MATERIALS PROVIDED Block Start

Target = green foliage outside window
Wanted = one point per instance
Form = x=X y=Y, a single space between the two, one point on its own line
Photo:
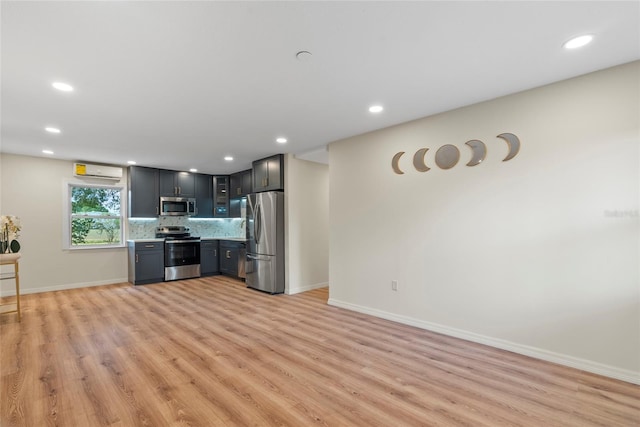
x=95 y=216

MATERIALS PROVIDED Block End

Write out each entry word for word, images excluded.

**RESPONSE TO THIS EXERCISE:**
Target = green foliage outside window
Wanted = one point per instance
Form = x=X y=Y, a single space between the two, one point on its own line
Photo:
x=95 y=216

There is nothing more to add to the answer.